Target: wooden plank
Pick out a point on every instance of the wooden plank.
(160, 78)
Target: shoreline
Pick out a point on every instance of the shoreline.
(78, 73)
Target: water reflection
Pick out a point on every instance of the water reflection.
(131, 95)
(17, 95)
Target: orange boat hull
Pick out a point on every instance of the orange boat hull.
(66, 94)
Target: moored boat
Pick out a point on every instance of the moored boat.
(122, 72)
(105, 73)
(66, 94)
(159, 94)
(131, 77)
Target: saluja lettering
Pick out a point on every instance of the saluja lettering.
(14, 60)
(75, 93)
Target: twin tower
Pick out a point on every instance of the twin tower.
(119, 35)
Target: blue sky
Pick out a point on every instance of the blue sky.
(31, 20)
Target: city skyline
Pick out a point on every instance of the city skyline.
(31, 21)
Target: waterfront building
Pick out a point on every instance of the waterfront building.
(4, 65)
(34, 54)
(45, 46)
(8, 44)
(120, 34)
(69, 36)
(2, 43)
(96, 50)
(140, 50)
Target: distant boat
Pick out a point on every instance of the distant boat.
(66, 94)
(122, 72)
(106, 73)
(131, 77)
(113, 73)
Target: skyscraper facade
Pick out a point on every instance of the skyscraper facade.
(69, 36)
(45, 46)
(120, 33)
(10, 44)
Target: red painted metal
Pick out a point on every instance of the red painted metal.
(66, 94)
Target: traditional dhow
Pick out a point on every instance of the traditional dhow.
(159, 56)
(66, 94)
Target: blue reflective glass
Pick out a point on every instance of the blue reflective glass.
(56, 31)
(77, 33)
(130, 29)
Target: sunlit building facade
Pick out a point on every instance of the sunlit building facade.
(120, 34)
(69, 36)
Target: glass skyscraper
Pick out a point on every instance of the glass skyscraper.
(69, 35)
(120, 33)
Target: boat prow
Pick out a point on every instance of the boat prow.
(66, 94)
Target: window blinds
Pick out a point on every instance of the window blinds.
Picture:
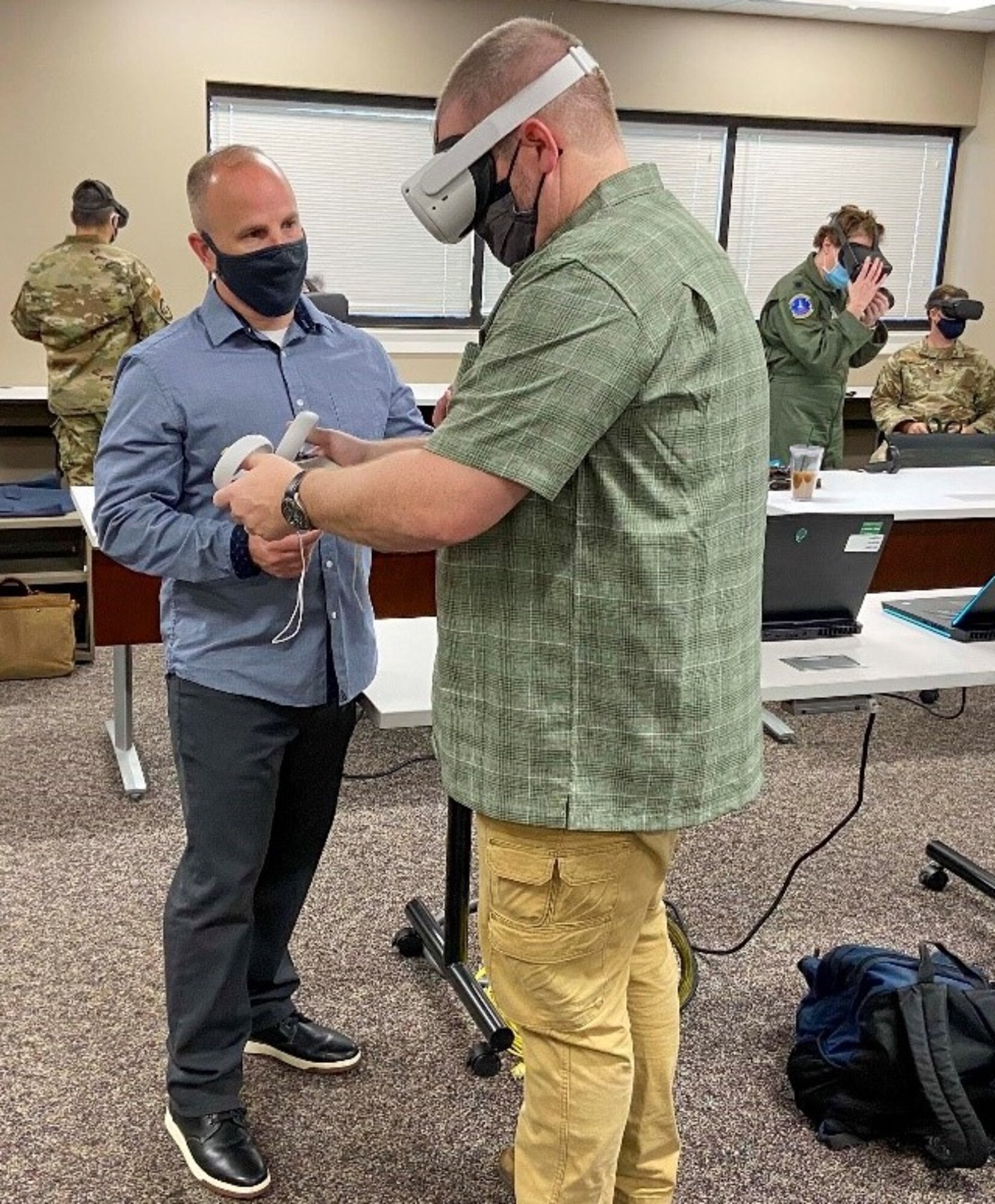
(787, 182)
(348, 166)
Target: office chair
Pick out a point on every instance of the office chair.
(335, 305)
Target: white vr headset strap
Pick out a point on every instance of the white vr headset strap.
(445, 168)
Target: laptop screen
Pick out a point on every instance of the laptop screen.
(820, 568)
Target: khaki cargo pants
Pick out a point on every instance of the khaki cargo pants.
(575, 939)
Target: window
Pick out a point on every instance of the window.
(348, 163)
(787, 182)
(761, 188)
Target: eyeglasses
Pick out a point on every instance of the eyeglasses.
(941, 427)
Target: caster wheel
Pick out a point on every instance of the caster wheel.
(687, 963)
(408, 943)
(484, 1061)
(934, 878)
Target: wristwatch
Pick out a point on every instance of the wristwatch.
(291, 506)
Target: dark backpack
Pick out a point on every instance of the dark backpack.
(898, 1048)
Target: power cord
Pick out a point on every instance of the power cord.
(928, 709)
(386, 774)
(840, 827)
(805, 857)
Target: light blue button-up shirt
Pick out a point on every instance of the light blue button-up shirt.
(180, 399)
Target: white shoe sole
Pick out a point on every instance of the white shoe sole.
(299, 1064)
(216, 1185)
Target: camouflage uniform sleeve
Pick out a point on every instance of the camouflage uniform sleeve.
(25, 317)
(869, 351)
(985, 424)
(887, 397)
(149, 308)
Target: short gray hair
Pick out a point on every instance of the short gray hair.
(202, 174)
(513, 56)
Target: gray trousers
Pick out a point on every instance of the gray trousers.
(260, 784)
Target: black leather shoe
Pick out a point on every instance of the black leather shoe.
(305, 1046)
(221, 1153)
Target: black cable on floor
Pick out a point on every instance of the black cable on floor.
(805, 857)
(929, 711)
(386, 774)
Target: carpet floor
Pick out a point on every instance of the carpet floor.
(84, 872)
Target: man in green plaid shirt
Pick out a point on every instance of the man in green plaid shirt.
(598, 488)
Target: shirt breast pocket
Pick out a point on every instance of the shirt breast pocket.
(361, 410)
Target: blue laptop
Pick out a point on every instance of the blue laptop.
(951, 616)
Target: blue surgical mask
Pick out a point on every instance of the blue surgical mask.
(508, 231)
(951, 328)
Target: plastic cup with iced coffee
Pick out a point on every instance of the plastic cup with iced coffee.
(805, 464)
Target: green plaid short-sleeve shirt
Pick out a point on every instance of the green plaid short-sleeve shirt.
(599, 648)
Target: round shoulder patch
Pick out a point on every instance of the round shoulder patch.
(800, 305)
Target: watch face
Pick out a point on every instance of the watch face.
(293, 514)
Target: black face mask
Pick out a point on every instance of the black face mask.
(508, 231)
(951, 328)
(269, 281)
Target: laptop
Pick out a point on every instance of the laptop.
(951, 616)
(817, 573)
(940, 451)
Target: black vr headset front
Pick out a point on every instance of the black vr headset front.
(959, 309)
(95, 197)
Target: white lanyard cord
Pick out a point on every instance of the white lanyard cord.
(297, 618)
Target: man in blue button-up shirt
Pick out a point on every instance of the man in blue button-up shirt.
(260, 729)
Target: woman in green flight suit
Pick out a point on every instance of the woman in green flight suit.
(816, 326)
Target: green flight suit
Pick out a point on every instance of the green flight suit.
(811, 344)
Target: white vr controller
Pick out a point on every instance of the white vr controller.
(290, 447)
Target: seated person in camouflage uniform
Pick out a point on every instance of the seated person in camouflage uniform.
(939, 385)
(87, 303)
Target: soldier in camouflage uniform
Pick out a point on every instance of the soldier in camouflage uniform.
(939, 385)
(816, 326)
(87, 303)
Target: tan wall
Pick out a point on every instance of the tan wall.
(972, 251)
(116, 90)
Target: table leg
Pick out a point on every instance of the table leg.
(445, 946)
(120, 729)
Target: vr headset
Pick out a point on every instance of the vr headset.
(451, 193)
(959, 309)
(93, 196)
(852, 255)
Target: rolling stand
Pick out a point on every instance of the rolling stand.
(946, 861)
(443, 941)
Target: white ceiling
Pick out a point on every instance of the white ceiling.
(982, 20)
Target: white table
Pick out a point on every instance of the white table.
(965, 493)
(121, 725)
(892, 658)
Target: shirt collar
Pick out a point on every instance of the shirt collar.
(222, 322)
(943, 353)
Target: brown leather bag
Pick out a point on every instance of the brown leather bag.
(38, 638)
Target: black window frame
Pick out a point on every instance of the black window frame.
(219, 90)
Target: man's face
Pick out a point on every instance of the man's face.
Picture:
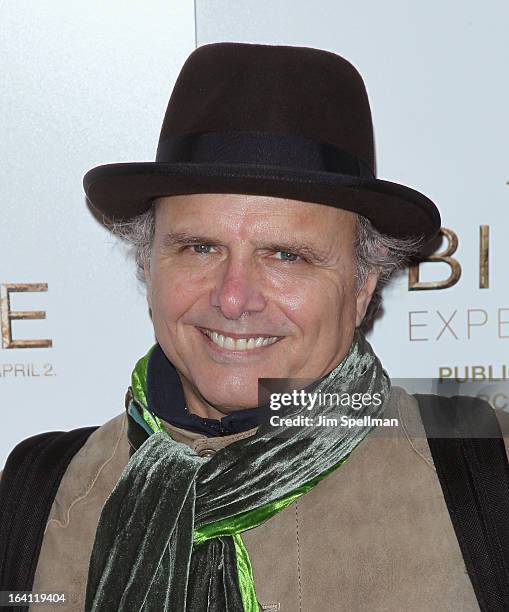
(274, 277)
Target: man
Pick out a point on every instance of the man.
(263, 237)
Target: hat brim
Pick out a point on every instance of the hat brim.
(125, 190)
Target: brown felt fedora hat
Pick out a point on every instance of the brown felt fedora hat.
(289, 122)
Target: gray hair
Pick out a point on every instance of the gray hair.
(376, 252)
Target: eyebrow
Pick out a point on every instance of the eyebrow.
(175, 239)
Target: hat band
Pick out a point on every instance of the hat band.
(260, 149)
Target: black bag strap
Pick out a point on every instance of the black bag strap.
(30, 480)
(467, 447)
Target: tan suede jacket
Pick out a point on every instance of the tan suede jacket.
(374, 535)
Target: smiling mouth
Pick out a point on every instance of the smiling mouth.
(239, 344)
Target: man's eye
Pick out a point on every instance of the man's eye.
(286, 256)
(201, 248)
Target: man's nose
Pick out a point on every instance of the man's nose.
(238, 289)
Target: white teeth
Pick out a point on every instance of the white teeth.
(240, 344)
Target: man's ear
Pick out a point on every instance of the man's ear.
(364, 296)
(148, 283)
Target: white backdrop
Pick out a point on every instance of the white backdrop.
(85, 83)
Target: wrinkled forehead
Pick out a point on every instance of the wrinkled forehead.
(245, 215)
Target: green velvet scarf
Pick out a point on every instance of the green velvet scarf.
(168, 538)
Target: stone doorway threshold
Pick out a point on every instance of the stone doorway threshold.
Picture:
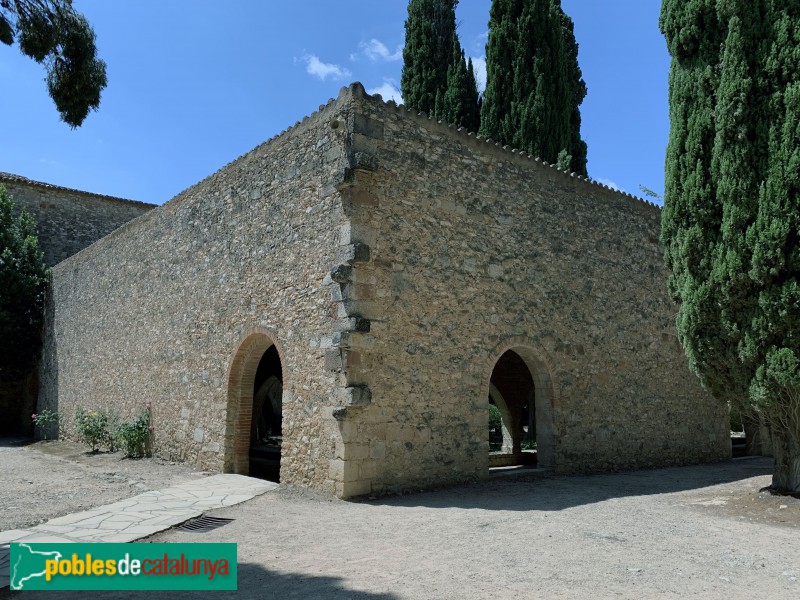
(518, 471)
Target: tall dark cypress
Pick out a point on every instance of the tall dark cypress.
(534, 86)
(460, 104)
(428, 51)
(731, 224)
(500, 50)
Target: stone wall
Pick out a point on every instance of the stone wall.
(392, 261)
(69, 220)
(475, 250)
(178, 306)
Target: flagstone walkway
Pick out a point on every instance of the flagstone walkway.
(137, 517)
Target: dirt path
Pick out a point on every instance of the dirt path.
(701, 532)
(49, 479)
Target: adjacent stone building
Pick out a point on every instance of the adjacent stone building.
(67, 221)
(351, 293)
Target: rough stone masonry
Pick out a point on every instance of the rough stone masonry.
(391, 261)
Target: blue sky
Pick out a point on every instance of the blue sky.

WHAT THIS TASK INVOLVES: Transcribe only the lines above that start at the line containing "Pick out a point on every instance of the man." and end at the line containing "Target: dirt path". Omit pictures.

YOUR RESPONSE:
Pick out a point on every instance of the man.
(263, 237)
Target: hat brim
Pick out a point on every instance of the hat brim.
(125, 190)
Target: brown felt fedora hat
Pick out a point on every instance of the brown felt fedora hat.
(289, 122)
Target: gray hair
Pick out a point on every instance of the gray hair.
(376, 252)
Target: eyebrow
Pick out a point on every instance of the eyebrow.
(175, 239)
Target: hat band
Pick out a point on every instance of the hat band.
(260, 149)
Target: black bag strap
Pick out a point on every instance of the black bag strap.
(30, 480)
(467, 447)
Target: tan suede jacket
Pick out a point on every instance of the tan suede jacket.
(374, 535)
Target: smiling mouth
Pick out a point on every instance of the smiling mouth.
(239, 344)
Target: man's eye
Pick out a point on every instance of the man's eye.
(286, 256)
(201, 248)
Target: man's nose
Pick out a point on every instance of the man's nose.
(238, 289)
Target: white teeth
Pick out a point on every instance of the white teeth.
(240, 344)
Target: man's ear
Pick out a point on every instance of the man's ear.
(364, 296)
(148, 283)
Target: white backdrop
Pick out a point on every instance of the white backdrop.
(85, 83)
Target: wrinkled forehead
Pick out a point on every instance of the wrinkled forehead.
(245, 215)
Target: green velvet scarf
Pick out a point on every instance of the green velvet scarf.
(168, 538)
Target: stone doorway threshold
Pick out a point on every instance of the stone doorway threshold.
Picture:
(518, 471)
Target: tall dark cypress
Pick out a point on every instance of the tall dark cypress.
(534, 86)
(460, 104)
(428, 51)
(731, 224)
(500, 50)
Target: stone wall
Pick out a point on every instance of the stone wall.
(392, 261)
(69, 220)
(475, 250)
(178, 306)
Target: flagstone walkway
Pick out a point on every instance of the flagstone walkway.
(137, 517)
Target: dirt path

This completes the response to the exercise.